**REQUIREMENTS:** Write out the full listing exactly as given, minus the images.

**DATASET RECORDS:**
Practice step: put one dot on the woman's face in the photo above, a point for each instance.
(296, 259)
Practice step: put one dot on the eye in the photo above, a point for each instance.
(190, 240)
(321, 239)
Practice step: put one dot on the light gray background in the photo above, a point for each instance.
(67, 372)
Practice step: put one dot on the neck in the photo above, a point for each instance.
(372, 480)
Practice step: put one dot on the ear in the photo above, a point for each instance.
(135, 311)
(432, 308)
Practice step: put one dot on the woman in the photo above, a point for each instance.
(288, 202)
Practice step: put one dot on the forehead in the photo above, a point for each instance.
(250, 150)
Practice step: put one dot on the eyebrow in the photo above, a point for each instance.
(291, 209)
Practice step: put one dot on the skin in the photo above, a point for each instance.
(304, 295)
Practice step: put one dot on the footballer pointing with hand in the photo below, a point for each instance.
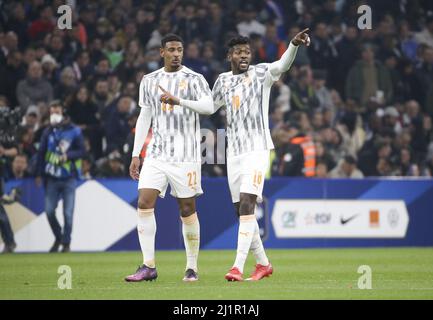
(244, 91)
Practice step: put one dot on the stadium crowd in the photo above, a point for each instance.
(355, 103)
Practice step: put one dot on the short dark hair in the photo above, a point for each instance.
(237, 41)
(171, 37)
(56, 104)
(350, 160)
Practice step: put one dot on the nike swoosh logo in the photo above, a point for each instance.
(344, 221)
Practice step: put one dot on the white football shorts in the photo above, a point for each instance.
(246, 173)
(184, 178)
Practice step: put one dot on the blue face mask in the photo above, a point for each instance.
(152, 65)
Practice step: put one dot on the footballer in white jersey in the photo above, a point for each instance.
(244, 92)
(172, 156)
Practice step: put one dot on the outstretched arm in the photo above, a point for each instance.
(278, 67)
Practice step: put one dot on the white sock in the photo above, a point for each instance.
(257, 248)
(191, 239)
(247, 226)
(146, 228)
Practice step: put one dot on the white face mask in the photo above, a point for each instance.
(55, 119)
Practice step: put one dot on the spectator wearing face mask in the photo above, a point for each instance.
(59, 165)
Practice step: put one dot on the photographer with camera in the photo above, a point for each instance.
(59, 165)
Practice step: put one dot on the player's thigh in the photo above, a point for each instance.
(185, 179)
(186, 206)
(234, 172)
(147, 198)
(254, 167)
(152, 177)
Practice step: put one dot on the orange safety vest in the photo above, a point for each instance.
(309, 149)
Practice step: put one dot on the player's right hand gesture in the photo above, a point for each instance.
(302, 38)
(134, 168)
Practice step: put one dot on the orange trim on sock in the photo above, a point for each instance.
(150, 263)
(145, 212)
(249, 217)
(190, 219)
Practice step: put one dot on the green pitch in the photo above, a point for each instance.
(400, 273)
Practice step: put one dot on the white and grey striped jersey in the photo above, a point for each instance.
(246, 98)
(175, 129)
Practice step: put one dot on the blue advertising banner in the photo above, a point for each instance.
(296, 213)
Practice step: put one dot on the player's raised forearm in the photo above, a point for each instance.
(203, 106)
(141, 130)
(280, 66)
(284, 64)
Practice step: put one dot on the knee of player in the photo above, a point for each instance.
(187, 208)
(144, 203)
(246, 207)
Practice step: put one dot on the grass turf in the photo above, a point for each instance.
(397, 273)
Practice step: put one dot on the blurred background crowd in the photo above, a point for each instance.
(355, 103)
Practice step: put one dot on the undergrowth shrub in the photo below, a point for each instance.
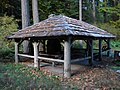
(8, 25)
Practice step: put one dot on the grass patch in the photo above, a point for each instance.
(20, 77)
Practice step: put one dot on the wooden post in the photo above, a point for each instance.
(67, 58)
(80, 10)
(100, 50)
(25, 21)
(109, 47)
(91, 52)
(35, 11)
(16, 52)
(36, 62)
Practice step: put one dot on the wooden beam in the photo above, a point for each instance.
(80, 10)
(50, 59)
(100, 50)
(16, 52)
(67, 58)
(24, 55)
(36, 62)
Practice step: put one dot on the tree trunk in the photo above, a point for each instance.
(80, 10)
(25, 20)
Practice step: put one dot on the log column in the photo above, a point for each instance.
(91, 52)
(16, 52)
(109, 47)
(36, 62)
(100, 50)
(67, 58)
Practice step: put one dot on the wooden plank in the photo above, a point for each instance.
(79, 59)
(50, 59)
(43, 58)
(16, 52)
(24, 55)
(67, 58)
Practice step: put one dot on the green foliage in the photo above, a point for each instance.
(67, 7)
(8, 25)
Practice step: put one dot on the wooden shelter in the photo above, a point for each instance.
(65, 30)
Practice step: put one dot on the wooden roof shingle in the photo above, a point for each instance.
(60, 25)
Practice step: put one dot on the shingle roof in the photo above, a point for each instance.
(60, 25)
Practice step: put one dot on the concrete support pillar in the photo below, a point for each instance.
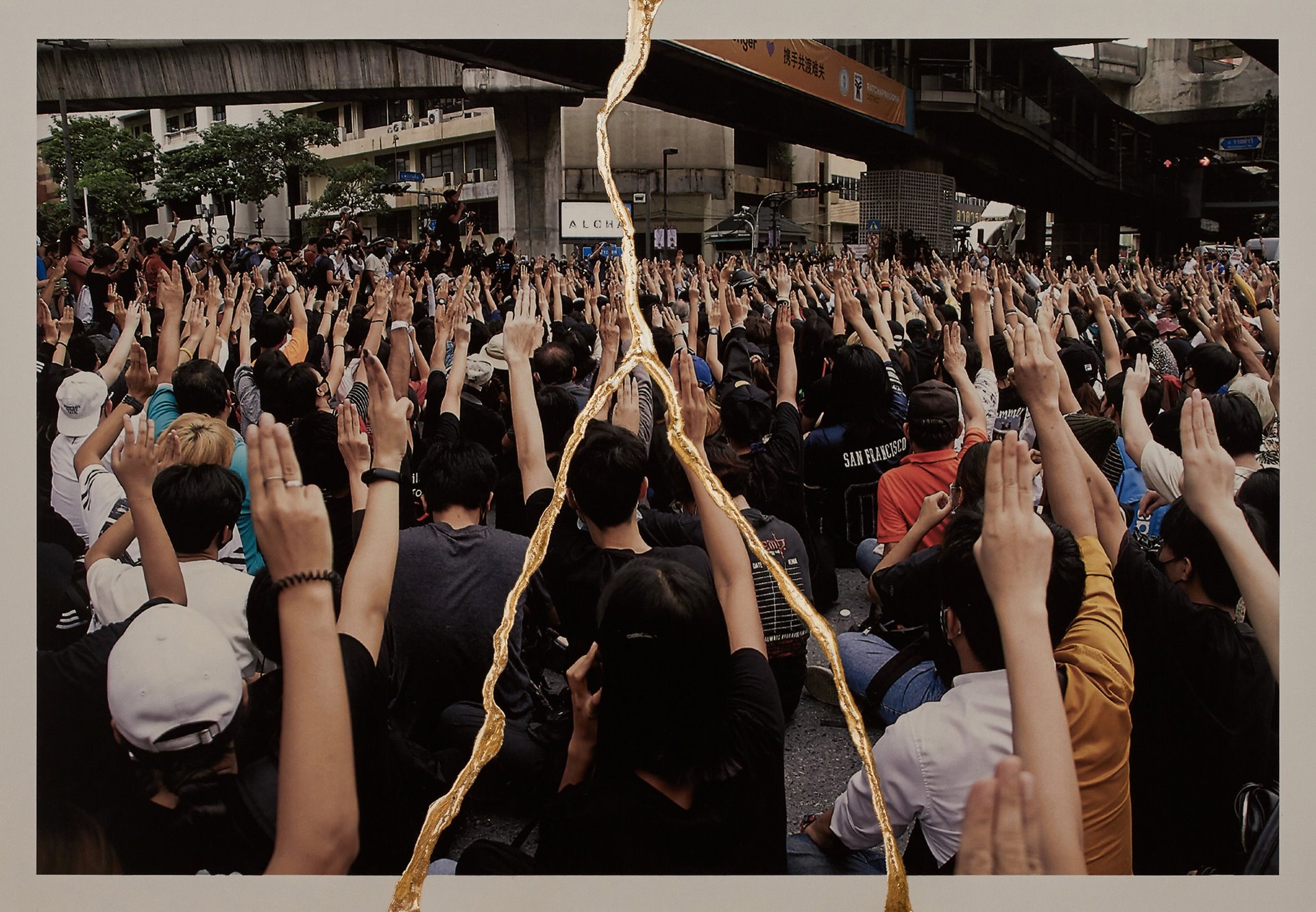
(528, 133)
(529, 171)
(1035, 231)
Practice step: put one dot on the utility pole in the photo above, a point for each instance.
(665, 154)
(64, 121)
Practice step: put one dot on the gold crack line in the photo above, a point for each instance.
(490, 737)
(898, 886)
(489, 740)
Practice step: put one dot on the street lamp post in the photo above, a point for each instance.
(665, 154)
(71, 44)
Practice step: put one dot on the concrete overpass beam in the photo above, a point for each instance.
(528, 132)
(1071, 236)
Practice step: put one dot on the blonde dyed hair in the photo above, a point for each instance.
(203, 440)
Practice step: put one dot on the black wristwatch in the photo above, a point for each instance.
(371, 476)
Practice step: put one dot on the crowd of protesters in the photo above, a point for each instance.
(283, 493)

**THE ANSWER:**
Practice step: put one dot on the woman's face in the photo above, a point for each instance.
(296, 259)
Practice step: put one dot on the eye in the photo above, a point for each instance.
(190, 240)
(321, 239)
Practice step: put one dot on the light gray background in the photo above, a point for each instance.
(67, 372)
Practice step: put one dot on the neck in the photo above, a point for each instance.
(372, 480)
Practice step: put one dot on the ear in the photo above, a point for each instance.
(135, 311)
(432, 308)
Practice step: put one dot on the woman in the photo above, a point for each instance.
(288, 202)
Practice step: put one dot on the forehead in the photo above, a point for each instance.
(250, 150)
Practice step: put one dot on the eyebrow in the photo above, a point for each instance.
(291, 209)
Practice step: put one dot on the skin in the photo above, a point for each instance.
(304, 295)
Practice step: put one dot on the footballer pointing with hand in the photo below, a point for each instance.
(244, 91)
Practice step: put one dot on the stadium crowd in the photo above, a point for each instance.
(355, 103)
Practice step: put one dot on the short dark hair in the photo above, a point for each instance.
(237, 41)
(171, 37)
(56, 104)
(350, 160)
Practice step: put one dot on the nike swoosh logo in the photo above, a point for each instance.
(344, 221)
Practice step: put one dot on the white football shorts in the photo above, a point for each instance.
(246, 173)
(184, 178)
Practice step: put one dot on the blue face mask in the photo above, a point for each instance.
(152, 65)
Practice step: put one dot on the footballer in white jersey in the photo above, a point for each instance.
(244, 92)
(172, 156)
Practice step: put one dot on the outstretched arm in the photo above, a point for each instance.
(278, 67)
Practice step: put one dot on the white sock in the photo above, a point for each instance.
(257, 248)
(191, 239)
(247, 226)
(146, 228)
Practice step: put one dot on the white face mask in the photo above, a point for each instance.
(55, 119)
Practice step: put one dot on the spectator wearing face mask in the photo above, a point for each instance.
(59, 165)
Practice step: put one dot on the photographer with camera in the photo above, a point for each instance.
(59, 165)
Practice step: put one dot on the player's thigh in the photo above, a point for each instance.
(185, 179)
(186, 206)
(234, 172)
(147, 198)
(254, 167)
(152, 177)
Practice step: put one dot on the orange safety vest in the photo above, a point for each instance.
(309, 149)
Practice step: put one dot on the player's right hand gesture in the photo above, a point for each instance.
(302, 38)
(134, 168)
Practice step: put one dot on the orange trim on sock in the photo above, a point for each instance.
(150, 263)
(145, 212)
(249, 217)
(190, 219)
Practice step: put one dot on the green pitch in the photo above, a point for each instance.
(400, 273)
Practice step: put one dot on the white and grey striped jersey in the photo above, a point for each instance.
(246, 98)
(175, 129)
Practice step: put one dot on the blue advertising banner in the photo above, a point for each instance.
(296, 213)
Practice step: put one dot on the player's raised forearm in the photo above, a point for each instance.
(203, 106)
(141, 130)
(280, 66)
(284, 64)
Practice step: put one dot on the knee of player in the photo above, a point for each instance.
(187, 208)
(144, 203)
(246, 207)
Practice step: put one dot on the grass turf in the photo above, a point for each instance.
(397, 273)
Practice step: put one dot on the blurred background crowd in the photo above, a point for each instance.
(355, 103)
Practice step: put one dot on the undergrowth shrub in the photo below, a point for each instance.
(8, 25)
Practice step: put one dot on the grass patch in the photo above, a point for each instance.
(20, 77)
Practice step: put one dot on the wooden post in the photo above, a point for each instance.
(67, 58)
(80, 10)
(100, 50)
(25, 21)
(109, 47)
(91, 52)
(35, 11)
(16, 52)
(36, 62)
Practice step: put one dot on the wooden beam in the photo above, a point for each instance.
(80, 10)
(50, 59)
(100, 50)
(16, 52)
(67, 58)
(24, 55)
(36, 62)
Practice step: put one dot on the tree trunk in the photo above, a point for each instance.
(80, 10)
(25, 20)
Practice step: put one dot on the log column in the photo above, a point for each instance.
(91, 52)
(16, 52)
(109, 47)
(36, 62)
(100, 50)
(67, 58)
Practice step: put one dot on the wooden plank in the photo above, a point for each instance.
(79, 59)
(50, 59)
(43, 58)
(16, 52)
(24, 55)
(67, 58)
Practice step: put one dot on the green foliage in the photo above, a point for each instance.
(67, 7)
(8, 25)
Practice step: put one dot on the wooden shelter in the photo above, a point for each instance.
(65, 30)
Practice step: put one dot on the wooden roof shingle in the photo above, a point for each instance.
(60, 25)
Practice step: put one dot on the shingle roof in the photo above, a point for each instance.
(60, 25)
Practice step: put one dot on the concrete support pillar in the photo below, a point for each instance.
(528, 133)
(529, 171)
(1035, 231)
Practice step: put one dot on the utility pole in the photo above, a point for each instance.
(665, 154)
(64, 121)
Practice step: put one dot on the gold crack line in the photo above, a point for each instance.
(490, 737)
(898, 886)
(489, 740)
Practice step: put one dot on the street lamp post in the photo above, a point for each instance.
(665, 154)
(71, 44)
Practice step: put one dot on the concrete overpass beam in the photo above, a point for each instance.
(528, 132)
(1071, 236)
Practice step: put one dot on the blonde dyed hair in the photo above, a point for each instance.
(203, 440)
Practice step: put one dot on the black wristwatch in the photo above, a point for each instance.
(371, 476)
Practice step: put one dot on the crowd of protesters in the photo above, a point for each instance.
(283, 493)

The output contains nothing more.